Photo-based referring expression data
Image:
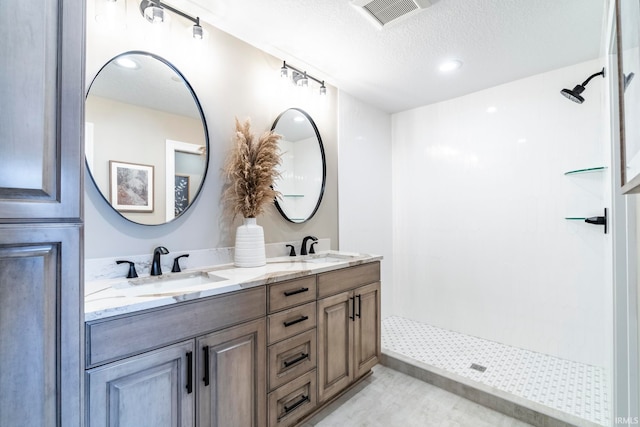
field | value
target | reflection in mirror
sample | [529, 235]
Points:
[146, 142]
[303, 167]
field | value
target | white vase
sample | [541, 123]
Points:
[249, 250]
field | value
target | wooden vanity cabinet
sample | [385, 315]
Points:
[154, 389]
[231, 377]
[214, 376]
[266, 356]
[292, 351]
[348, 327]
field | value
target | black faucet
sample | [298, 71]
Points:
[303, 249]
[132, 274]
[176, 263]
[156, 270]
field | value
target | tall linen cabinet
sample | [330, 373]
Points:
[41, 192]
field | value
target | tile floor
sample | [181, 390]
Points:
[571, 387]
[392, 399]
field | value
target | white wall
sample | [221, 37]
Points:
[232, 79]
[364, 170]
[480, 242]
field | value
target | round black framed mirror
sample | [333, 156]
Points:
[303, 169]
[146, 138]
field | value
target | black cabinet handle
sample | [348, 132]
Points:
[288, 363]
[297, 291]
[189, 372]
[205, 353]
[303, 399]
[288, 323]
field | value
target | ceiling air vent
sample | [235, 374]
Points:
[385, 12]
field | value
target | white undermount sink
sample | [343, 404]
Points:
[166, 284]
[329, 258]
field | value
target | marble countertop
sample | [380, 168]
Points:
[112, 297]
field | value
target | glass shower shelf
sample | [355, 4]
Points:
[586, 170]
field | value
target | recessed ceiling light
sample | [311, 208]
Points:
[450, 65]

▶ [Assignment]: Skipping any pictures, copy the entries exactly as they appear.

▶ [Solution]:
Image:
field | value
target | reflection in mirror
sample | [529, 235]
Points:
[146, 142]
[303, 167]
field | value
target | white vase
sample | [541, 123]
Points:
[249, 250]
field | value
target | wooden vanity cabinet
sample | [385, 315]
Points:
[154, 389]
[231, 377]
[214, 376]
[266, 356]
[292, 351]
[348, 327]
field | value
target | black faucet
sample | [298, 71]
Points:
[303, 249]
[132, 274]
[176, 263]
[156, 270]
field | value
target | tall linen cabinet
sample | [330, 373]
Points:
[41, 192]
field | value
target | tile floor
sample | [181, 390]
Points:
[571, 387]
[392, 399]
field | value
target | white wall
sample | [221, 37]
Points:
[232, 79]
[364, 170]
[480, 242]
field | value
target | round black framed mirror
sample | [333, 156]
Points:
[303, 169]
[146, 138]
field | value
target | black cabinet handle
sample | [348, 132]
Points:
[288, 363]
[297, 291]
[189, 372]
[205, 353]
[303, 399]
[288, 323]
field | value
target | ceiling air vent
sample | [235, 374]
Points:
[385, 12]
field | value
target | white undermount sink
sample | [343, 404]
Points:
[166, 284]
[329, 258]
field | value
target | marble countertop
sample | [380, 168]
Points:
[112, 297]
field | value
target | glass shower shelf
sample | [355, 4]
Points:
[586, 170]
field | value
target | recessed ceiling light
sample | [311, 208]
Points:
[450, 65]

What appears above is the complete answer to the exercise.